PASSAGE CITÉ -

Le Russe Andreï Lazukin a un contenu technique audacieux, avec deux quadruples boucles piqués. Il est connu pour réaliser de superbes quadruples Lutz à l'entraînement, mais il n'en a encore jamais réussi aucun en compétition. Les choses démarrent mal pour lui, sur le "Prélude en Do dièse" de Rachmaninov,  avec un double boucle piqué au lieu du quad annoncé. Il réalise cependant une bonne combinaison quadruple boucle piqué/triple boucle piqué. Il perd ensuite des points sur triple Axel/double boucle piqué, et retourne son triple Axel solo. Je le trouve lent comparé à Cha, il fait peu usage de sa musique et ne patine pas en rythme, ses mouvements ne respectent pas le tempo. Son style nous renvoie aux années 90. Triple flip/Euler/double Salchow (en sous-rotation), triple Lutz, triple boucle, la musique ne varie pas d'une note pendant tout le programme. Sur ces trois mêmes accords sans arrêt répétés, Patrick Chan retiendrait sans doute mon attention, mais après deux minutes de ce régime, Lazukin m'endort un peu. Et c'est vraiment dommage. A sa décharge, il passe son temps à travailler avec des débutants, jeunes et moins jeunes, afin de gagner sa vie. Il n'a pas le temps de s'entraîner correctement. On imagine pourtant aisément les progrès qu'il pourrait faire. A moins qu'il ne soit là à son maximum,  et qu'il n'y ait rien à regretter pour lui. (7ème, 135.68, total 6ème, 218.22)

 

Mikhail Kolyada bat largement son compatriote à l'applaudimètre. Hélas, il ouvre son programme sur "Carmen" par une chute sur son fameux quadruple Salchow (sous-rotation), ainsi qu'une autre sur son quadruple boucle piqué. Il est néanmoins beaucoup plus rapide que Lazukin. Mikhail a choisi une musique qui lui va bien au contraire d'Andreï,  et le public suit facilement cette mélodie très connue. Triple Axel/double boucle piqué et triple Axel après sa suite de pas. Puis triple boucle, triple Lutz/Euler, double Salchow et triple Lutz/double boucle piqué. Interrogé un jour sur la raison pour laquelle il ne tente jamais de flip, il a répondu à un journaliste qu'il partait systématiquement sur la mauvaise carre sans parvenir à se corriger et a donc fini par laisser tomber. Pourquoi prendre le risque d'être pénalisé ? Chose qui ne lui ressemble pas du tout : il trébuche deux fois dans sa suite de pas, alors que c'est, d'habitude, un de ses points forts. Ce n'est vraiment pas la fête de l'équipe russe aujourd'hui et le bilan des médailles à Helsinki se limitera à trois d'or, une d'argent et une de bronze. Ce qui n'est déjà pas si mal ! (4ème, 157.03, total 4ème, 238.79)

EXERCICE -
D'après le passage cité sur le patinage, pourquoi Mikhail Kolyada ne tente-t-il jamais de flip ?

(Données d'annotation de localisation d'objets)
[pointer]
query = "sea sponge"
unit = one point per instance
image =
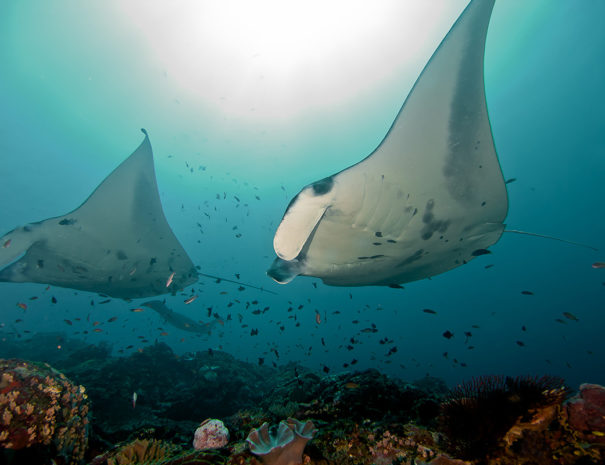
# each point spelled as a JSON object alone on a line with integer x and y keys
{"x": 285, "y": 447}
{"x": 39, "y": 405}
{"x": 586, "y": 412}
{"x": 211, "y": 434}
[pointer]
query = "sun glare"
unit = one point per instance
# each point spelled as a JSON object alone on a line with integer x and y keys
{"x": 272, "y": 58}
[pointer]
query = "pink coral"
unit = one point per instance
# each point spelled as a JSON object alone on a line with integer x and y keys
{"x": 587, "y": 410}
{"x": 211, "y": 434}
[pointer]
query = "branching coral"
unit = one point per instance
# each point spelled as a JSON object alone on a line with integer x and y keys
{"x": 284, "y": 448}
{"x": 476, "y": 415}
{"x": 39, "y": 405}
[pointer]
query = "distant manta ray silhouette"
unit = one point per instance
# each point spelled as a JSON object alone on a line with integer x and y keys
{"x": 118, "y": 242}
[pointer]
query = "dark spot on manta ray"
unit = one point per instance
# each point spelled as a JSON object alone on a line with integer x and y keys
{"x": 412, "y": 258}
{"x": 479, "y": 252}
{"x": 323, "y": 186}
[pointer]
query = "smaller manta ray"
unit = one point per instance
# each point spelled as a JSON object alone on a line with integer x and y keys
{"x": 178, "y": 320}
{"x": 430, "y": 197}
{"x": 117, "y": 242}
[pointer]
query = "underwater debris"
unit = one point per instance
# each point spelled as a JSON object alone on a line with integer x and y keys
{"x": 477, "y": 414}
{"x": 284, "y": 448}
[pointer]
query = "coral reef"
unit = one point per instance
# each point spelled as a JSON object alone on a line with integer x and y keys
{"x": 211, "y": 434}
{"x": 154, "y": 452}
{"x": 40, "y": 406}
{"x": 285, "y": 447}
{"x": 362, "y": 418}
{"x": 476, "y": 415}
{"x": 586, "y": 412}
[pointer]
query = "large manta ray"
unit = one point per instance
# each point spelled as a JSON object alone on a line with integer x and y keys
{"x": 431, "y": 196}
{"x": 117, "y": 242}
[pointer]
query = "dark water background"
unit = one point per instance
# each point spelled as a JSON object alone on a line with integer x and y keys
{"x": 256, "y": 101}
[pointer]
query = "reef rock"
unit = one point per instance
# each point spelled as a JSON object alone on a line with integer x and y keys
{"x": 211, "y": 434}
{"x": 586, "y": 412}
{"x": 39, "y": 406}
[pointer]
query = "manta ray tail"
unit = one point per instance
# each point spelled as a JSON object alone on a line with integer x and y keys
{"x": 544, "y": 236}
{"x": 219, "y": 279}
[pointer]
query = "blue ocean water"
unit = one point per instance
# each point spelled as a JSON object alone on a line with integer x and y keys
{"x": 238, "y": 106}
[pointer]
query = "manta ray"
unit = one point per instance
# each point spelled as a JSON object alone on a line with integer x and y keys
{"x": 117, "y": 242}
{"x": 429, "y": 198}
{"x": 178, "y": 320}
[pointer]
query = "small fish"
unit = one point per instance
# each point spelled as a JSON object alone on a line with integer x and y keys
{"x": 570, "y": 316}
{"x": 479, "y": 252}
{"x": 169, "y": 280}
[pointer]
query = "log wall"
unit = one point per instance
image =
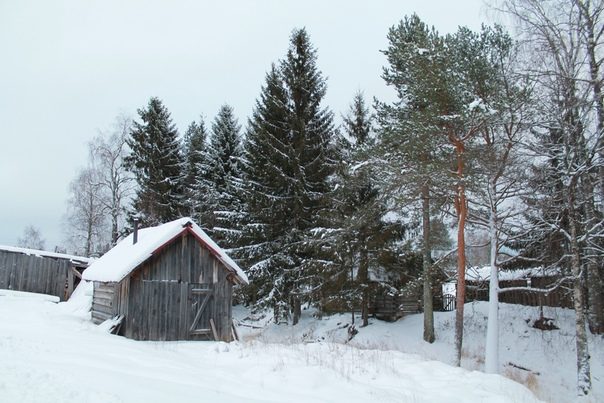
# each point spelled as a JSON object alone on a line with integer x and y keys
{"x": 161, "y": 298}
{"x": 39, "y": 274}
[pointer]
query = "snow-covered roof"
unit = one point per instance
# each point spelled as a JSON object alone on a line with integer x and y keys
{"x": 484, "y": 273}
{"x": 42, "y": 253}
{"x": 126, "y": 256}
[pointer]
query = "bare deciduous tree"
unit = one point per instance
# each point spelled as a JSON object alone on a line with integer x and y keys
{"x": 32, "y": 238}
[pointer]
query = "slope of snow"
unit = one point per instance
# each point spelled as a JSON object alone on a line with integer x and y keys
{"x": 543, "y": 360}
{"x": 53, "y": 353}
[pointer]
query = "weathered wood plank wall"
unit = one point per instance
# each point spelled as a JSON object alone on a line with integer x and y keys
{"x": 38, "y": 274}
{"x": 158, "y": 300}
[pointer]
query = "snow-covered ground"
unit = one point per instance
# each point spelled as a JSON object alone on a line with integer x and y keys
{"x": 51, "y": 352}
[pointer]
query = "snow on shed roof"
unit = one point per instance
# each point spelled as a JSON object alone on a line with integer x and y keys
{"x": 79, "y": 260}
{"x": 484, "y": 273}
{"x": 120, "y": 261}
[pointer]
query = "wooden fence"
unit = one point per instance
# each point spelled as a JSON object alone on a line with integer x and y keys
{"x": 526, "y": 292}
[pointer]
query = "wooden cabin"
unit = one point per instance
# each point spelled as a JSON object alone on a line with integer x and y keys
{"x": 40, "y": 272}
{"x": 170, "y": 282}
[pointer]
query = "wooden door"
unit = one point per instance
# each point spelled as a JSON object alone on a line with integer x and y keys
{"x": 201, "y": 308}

==

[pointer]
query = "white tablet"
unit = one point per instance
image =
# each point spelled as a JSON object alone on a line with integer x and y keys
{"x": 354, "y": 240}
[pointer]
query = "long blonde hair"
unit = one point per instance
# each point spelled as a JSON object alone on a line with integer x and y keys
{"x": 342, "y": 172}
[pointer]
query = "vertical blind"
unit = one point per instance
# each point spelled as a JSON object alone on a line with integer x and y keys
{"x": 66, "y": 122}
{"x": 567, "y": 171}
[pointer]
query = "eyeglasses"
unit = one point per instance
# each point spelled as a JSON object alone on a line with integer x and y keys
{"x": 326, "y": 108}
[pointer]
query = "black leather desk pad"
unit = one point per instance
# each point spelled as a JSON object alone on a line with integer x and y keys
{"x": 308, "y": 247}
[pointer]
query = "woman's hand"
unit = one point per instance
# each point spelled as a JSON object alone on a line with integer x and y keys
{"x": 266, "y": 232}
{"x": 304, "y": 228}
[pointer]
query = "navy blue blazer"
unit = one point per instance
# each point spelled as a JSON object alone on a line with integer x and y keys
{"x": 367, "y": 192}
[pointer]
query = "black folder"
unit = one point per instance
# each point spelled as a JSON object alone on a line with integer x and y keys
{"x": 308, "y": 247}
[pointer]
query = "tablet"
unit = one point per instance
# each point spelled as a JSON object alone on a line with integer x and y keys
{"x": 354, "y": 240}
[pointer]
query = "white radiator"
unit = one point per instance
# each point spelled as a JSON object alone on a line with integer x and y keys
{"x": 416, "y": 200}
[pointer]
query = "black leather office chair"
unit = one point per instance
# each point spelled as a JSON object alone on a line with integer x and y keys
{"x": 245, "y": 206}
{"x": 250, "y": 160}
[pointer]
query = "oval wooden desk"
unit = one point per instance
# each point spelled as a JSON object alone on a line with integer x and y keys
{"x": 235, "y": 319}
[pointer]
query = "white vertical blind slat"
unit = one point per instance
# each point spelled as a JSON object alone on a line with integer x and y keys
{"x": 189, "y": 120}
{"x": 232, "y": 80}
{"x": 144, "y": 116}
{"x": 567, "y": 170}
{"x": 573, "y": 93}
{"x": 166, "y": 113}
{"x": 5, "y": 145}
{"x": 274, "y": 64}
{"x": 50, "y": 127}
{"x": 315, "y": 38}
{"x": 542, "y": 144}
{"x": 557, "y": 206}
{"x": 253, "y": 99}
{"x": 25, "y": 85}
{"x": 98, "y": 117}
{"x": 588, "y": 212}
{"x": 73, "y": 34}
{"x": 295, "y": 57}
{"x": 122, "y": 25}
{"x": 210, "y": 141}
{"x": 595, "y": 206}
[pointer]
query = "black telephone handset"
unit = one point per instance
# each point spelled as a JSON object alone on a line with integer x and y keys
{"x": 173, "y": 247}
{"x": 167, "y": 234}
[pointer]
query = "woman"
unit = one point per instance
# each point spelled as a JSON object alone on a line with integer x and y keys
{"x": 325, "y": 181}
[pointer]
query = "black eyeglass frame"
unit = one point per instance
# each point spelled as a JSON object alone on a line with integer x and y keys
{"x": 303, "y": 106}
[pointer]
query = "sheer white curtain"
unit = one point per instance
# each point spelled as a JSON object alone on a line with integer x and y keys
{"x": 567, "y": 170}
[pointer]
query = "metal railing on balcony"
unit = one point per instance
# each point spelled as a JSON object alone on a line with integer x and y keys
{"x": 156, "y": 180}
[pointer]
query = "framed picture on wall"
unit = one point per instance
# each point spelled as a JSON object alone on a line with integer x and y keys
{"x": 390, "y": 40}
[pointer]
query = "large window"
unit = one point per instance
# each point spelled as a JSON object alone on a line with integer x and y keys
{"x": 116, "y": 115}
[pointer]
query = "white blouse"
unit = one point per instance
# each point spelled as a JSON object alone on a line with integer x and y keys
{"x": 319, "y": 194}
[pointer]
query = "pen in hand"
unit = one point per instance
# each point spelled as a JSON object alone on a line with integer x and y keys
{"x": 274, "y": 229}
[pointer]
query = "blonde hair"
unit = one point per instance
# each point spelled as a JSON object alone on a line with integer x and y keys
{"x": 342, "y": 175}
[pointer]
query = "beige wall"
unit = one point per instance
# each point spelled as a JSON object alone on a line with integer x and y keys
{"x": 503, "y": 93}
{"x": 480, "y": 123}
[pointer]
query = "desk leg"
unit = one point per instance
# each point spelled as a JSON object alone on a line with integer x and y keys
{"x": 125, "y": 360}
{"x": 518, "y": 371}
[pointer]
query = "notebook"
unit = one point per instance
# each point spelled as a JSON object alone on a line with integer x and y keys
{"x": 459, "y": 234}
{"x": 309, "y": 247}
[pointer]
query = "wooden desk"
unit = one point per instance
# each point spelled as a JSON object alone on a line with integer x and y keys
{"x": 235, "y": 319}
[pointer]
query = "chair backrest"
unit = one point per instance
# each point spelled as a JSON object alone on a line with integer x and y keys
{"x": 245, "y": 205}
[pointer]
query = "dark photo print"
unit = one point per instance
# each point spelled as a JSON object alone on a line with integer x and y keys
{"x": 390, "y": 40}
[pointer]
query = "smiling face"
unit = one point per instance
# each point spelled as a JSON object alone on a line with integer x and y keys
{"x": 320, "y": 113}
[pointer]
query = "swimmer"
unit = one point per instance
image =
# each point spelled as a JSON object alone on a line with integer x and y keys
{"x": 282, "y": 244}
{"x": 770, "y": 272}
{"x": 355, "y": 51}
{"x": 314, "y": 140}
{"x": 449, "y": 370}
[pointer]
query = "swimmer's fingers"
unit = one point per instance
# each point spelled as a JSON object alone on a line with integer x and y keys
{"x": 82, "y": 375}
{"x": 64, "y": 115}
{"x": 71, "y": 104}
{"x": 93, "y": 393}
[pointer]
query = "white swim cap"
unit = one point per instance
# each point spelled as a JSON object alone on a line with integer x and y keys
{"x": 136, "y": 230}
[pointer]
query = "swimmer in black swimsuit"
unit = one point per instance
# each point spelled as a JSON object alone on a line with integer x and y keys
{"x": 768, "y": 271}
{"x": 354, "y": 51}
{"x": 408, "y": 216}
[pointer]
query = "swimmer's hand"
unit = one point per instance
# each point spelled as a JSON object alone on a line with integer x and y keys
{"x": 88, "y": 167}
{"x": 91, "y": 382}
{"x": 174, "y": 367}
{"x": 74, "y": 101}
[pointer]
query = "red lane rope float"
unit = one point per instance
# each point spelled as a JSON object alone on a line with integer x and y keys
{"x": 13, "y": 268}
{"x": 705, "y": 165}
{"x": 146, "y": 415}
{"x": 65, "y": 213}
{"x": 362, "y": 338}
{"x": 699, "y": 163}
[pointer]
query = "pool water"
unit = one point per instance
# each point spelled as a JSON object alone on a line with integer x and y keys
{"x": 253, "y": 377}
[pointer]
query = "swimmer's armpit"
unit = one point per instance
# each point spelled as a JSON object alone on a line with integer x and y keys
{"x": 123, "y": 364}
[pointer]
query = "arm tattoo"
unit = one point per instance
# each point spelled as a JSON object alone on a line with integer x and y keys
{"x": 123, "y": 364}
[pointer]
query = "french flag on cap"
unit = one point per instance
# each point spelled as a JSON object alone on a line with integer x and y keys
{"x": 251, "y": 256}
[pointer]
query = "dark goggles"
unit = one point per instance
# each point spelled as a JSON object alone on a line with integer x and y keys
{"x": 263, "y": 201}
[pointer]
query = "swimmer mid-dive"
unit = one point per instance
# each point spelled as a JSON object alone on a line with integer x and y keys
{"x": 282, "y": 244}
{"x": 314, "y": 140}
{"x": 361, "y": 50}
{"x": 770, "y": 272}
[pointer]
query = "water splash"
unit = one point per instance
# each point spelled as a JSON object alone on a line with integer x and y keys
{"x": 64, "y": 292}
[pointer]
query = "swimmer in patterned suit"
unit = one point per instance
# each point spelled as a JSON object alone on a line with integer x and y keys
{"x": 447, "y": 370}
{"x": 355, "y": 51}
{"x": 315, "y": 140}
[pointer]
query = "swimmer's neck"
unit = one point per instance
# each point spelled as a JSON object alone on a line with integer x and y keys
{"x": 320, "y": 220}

==

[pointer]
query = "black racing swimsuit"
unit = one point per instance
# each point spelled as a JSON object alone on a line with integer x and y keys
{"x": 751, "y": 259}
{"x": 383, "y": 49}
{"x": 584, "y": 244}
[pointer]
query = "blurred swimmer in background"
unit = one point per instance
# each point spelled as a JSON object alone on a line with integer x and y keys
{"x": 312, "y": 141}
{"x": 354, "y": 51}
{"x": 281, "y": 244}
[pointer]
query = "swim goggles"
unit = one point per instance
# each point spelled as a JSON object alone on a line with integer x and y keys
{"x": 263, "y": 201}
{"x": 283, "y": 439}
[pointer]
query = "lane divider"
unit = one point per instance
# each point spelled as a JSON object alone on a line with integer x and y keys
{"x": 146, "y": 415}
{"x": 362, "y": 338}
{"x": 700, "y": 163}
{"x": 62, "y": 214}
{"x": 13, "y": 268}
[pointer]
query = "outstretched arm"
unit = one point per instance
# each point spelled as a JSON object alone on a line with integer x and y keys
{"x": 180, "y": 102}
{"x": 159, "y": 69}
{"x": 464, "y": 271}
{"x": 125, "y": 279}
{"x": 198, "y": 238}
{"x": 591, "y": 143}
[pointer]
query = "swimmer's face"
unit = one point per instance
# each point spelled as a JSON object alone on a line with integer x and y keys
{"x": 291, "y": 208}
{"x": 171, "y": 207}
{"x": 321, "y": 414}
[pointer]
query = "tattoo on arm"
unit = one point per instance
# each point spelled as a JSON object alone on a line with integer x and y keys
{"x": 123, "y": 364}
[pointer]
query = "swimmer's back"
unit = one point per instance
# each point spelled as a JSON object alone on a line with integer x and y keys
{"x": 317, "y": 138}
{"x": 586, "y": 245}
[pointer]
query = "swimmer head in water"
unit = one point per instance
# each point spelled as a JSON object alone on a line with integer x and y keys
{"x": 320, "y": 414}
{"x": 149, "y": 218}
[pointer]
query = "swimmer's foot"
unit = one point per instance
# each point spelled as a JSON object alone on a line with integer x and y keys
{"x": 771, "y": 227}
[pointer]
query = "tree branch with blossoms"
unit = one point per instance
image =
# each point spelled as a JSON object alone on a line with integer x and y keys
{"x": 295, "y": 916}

EXERCICE CORRIGÉ -
Il partait systématiquement sur la mauvaise carre sans parvenir à se corriger, et il a donc fini par laisser tomber.